§ PROBLEM A
Please rewrite the paragraph of the homeland essay below that begins "I entered this world" as a short bulleted list that keeps its main facts.

Echoes of separation: letter to a lost homeland

Aiman Ramizy  | 

Aiman Ramizy reflects on the loss of her homeland after the August 2021 evacuation at Kabul airport. She documents her experiences through poetry and photos.

I entered this world within the embrace of a land known as Afghanistan. My generation emerged as radiant rays of hope, arriving on the scene after the shadows of the Taliban had retreated from our homeland. The tapestry of my life has been woven with the vibrant threads of Kabul, a city that holds all my earliest memories. It was in Kabul that I embarked upon my life’s journey, and learned the graceful dance of existence and love, all under the watchful gaze of a city that felt like home. Within this city, my pen first touched paper, writing the letters that paved the way forward. It was in the classrooms, the cozy corners of home and the laughter of friends and loved ones that I discovered my world.

“I was lucky enough to be born during a time of renaissance in Afghanistan. The echoes of the Taliban’s departure mingled with the dawn of a nation's recovery.” (photo courtesy of Aiman Ramizy)

§ PROBLEM B
From the rows below, output as a Markdown table with the columns Number and Line the lines from the line with "the green lawn" up to and including the line with "x=772 y=223". Leave out blank lines.

§ DATA
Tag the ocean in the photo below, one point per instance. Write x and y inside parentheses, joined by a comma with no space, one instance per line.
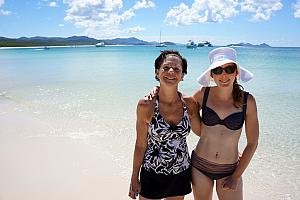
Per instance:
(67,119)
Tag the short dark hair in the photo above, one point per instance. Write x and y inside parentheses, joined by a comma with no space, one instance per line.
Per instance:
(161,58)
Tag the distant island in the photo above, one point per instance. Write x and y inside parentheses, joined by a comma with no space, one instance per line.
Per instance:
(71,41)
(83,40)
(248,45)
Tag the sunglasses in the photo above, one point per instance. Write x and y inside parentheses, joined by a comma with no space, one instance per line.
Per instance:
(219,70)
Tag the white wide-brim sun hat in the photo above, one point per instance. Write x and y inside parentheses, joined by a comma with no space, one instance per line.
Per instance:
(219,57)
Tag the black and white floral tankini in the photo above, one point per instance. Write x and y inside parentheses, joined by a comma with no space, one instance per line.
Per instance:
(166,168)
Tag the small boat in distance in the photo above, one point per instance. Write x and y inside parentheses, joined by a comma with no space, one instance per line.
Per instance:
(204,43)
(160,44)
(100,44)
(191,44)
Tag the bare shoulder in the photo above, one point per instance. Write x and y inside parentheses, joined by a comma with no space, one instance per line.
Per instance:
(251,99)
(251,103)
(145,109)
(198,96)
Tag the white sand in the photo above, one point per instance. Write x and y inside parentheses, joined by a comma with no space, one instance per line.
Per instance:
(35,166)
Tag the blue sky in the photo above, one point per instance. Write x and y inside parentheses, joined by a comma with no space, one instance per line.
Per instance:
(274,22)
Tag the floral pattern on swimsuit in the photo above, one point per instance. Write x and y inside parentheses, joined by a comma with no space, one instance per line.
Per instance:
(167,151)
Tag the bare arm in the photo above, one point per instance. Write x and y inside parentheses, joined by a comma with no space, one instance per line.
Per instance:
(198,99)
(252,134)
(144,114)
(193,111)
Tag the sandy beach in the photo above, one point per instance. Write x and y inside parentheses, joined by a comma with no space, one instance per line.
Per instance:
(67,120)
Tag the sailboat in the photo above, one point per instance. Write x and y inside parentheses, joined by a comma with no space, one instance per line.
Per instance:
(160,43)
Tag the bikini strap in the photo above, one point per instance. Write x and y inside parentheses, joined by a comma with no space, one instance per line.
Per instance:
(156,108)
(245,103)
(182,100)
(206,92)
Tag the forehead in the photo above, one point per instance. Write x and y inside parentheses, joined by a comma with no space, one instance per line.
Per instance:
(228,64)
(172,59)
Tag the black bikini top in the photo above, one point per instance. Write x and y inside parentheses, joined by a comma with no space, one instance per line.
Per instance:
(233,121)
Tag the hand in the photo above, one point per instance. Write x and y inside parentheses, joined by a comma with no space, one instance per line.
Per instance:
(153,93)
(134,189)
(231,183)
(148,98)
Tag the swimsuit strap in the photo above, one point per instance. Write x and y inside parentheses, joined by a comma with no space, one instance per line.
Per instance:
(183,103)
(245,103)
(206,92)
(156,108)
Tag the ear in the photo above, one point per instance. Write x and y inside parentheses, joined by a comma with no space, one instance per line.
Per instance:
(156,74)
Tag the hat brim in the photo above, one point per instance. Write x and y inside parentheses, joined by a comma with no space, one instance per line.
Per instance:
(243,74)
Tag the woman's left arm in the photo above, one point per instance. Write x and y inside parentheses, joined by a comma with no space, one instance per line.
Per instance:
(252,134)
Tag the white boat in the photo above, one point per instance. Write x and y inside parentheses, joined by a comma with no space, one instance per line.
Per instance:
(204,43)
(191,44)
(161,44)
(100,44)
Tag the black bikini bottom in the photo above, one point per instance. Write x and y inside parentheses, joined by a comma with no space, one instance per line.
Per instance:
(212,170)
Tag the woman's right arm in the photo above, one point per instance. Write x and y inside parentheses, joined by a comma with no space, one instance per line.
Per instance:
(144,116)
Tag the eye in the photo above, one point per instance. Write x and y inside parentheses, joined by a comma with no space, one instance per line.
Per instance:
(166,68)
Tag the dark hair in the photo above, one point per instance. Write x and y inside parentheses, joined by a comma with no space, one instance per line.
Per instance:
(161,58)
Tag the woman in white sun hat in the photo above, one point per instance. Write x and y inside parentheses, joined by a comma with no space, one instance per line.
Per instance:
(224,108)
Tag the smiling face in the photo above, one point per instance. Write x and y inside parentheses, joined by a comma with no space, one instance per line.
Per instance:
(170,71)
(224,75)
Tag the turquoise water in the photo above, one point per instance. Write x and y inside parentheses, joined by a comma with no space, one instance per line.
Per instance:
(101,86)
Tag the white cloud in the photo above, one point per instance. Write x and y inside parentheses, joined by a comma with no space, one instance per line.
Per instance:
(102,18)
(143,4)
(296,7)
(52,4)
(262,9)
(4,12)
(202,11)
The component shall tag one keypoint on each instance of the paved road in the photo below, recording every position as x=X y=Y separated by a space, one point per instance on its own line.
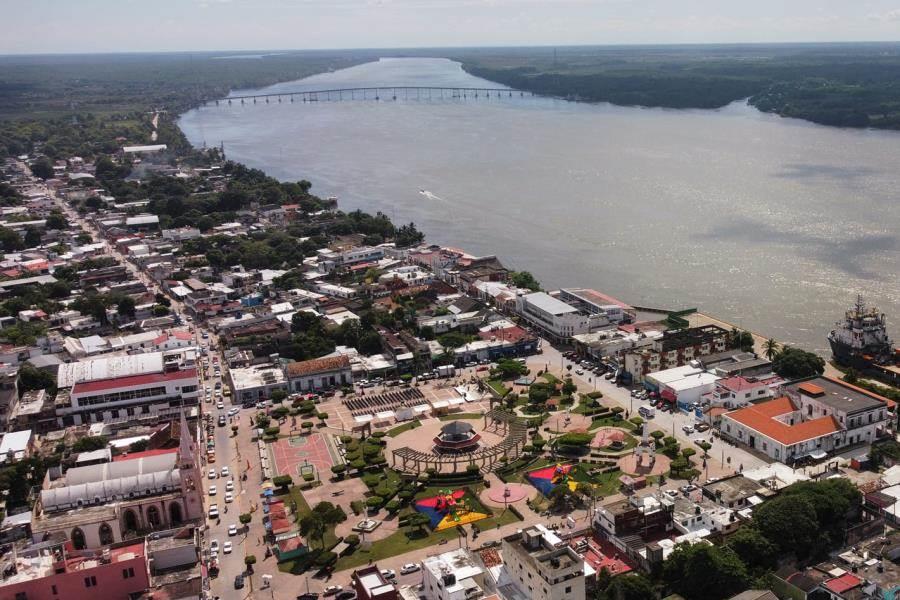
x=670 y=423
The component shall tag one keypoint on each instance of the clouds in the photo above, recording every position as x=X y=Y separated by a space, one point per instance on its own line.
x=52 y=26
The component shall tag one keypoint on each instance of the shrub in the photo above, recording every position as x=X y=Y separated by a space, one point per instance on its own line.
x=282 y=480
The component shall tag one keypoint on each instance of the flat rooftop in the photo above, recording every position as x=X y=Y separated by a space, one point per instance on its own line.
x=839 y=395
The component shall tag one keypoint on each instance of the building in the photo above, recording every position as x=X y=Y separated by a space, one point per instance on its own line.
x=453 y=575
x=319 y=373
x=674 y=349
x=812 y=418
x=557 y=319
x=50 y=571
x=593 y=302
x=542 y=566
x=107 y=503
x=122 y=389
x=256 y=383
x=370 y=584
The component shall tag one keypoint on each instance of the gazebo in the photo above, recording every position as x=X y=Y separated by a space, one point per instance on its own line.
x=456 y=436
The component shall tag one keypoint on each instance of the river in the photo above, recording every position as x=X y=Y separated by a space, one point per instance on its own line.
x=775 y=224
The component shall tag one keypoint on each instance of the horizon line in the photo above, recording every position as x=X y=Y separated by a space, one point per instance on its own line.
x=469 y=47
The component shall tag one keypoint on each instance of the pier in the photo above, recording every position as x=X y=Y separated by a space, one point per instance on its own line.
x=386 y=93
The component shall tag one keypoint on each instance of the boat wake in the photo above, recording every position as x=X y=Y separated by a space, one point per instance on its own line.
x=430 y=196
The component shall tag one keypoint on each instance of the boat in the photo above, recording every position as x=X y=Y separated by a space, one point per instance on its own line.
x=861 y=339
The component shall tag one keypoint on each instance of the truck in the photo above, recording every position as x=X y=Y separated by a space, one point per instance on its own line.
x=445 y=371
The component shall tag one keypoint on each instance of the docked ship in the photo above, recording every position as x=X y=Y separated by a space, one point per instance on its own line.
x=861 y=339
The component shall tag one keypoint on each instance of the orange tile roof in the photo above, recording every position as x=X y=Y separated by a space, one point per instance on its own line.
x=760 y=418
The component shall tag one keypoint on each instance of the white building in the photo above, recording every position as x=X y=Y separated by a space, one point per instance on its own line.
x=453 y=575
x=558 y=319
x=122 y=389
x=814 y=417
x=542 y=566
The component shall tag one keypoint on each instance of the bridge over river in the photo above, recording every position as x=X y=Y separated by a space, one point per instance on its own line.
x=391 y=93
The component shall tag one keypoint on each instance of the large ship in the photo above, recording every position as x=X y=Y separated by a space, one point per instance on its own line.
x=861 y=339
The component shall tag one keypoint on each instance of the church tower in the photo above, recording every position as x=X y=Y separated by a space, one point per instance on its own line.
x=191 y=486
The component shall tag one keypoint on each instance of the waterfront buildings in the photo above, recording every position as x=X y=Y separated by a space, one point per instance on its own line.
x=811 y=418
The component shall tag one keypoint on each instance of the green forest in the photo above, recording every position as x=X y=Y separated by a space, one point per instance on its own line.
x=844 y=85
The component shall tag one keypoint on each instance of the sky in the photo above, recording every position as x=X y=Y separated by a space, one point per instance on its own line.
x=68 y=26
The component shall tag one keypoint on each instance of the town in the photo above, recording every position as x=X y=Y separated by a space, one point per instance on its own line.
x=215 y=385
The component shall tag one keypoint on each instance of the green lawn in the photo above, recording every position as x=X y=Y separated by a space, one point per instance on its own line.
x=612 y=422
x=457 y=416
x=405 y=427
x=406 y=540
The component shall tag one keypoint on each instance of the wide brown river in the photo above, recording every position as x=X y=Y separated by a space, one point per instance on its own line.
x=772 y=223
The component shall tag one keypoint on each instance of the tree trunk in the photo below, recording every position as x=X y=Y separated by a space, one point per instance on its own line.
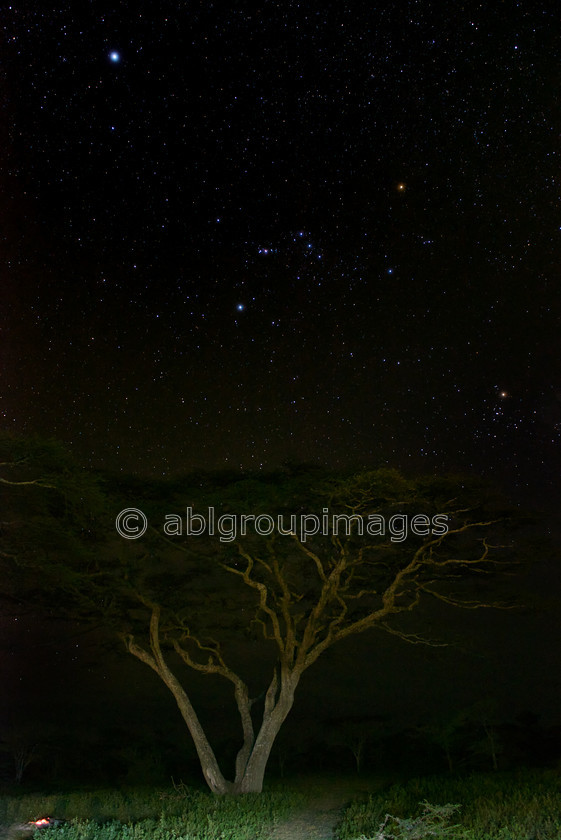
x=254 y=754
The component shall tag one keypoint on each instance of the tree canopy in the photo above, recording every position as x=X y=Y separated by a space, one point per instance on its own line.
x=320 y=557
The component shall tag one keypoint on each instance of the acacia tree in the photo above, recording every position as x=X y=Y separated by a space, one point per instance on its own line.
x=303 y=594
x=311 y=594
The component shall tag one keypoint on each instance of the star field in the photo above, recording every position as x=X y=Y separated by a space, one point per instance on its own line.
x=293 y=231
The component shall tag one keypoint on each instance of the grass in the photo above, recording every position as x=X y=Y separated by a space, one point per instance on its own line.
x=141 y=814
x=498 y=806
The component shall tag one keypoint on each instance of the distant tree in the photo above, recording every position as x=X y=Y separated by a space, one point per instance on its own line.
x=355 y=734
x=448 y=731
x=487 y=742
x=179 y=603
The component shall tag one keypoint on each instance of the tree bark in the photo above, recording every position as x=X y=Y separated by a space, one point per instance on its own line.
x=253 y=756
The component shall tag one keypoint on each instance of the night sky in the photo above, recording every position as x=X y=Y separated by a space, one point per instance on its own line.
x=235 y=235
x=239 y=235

§ TASK RESULT A
- Born in Afghanistan.
- Part of a generation seen as rays of hope, arriving after the Taliban had retreated.
- Life shaped by Kabul, the city that holds all the earliest memories.
- Began life's journey in Kabul and learned to live and love there, in a city that felt like home.
- First put pen to paper in Kabul, writing the letters that paved the way forward.
- Discovered the world in classrooms, in the corners of home and in the laughter of friends and loved ones.

§ TASK RESULT B
| Number | Line |
|---|---|
| 1 | The component shall tag one keypoint on each instance of the green lawn in the photo above, recording every position as x=X y=Y separated by a space, one point per instance on its own line. |
| 2 | x=612 y=422 |
| 3 | x=457 y=416 |
| 4 | x=405 y=427 |
| 5 | x=406 y=540 |
| 6 | The component shall tag one keypoint on each instance of the wide brown river in the photo above, recording every position as x=X y=Y separated by a space, one point per instance on its own line. |
| 7 | x=772 y=223 |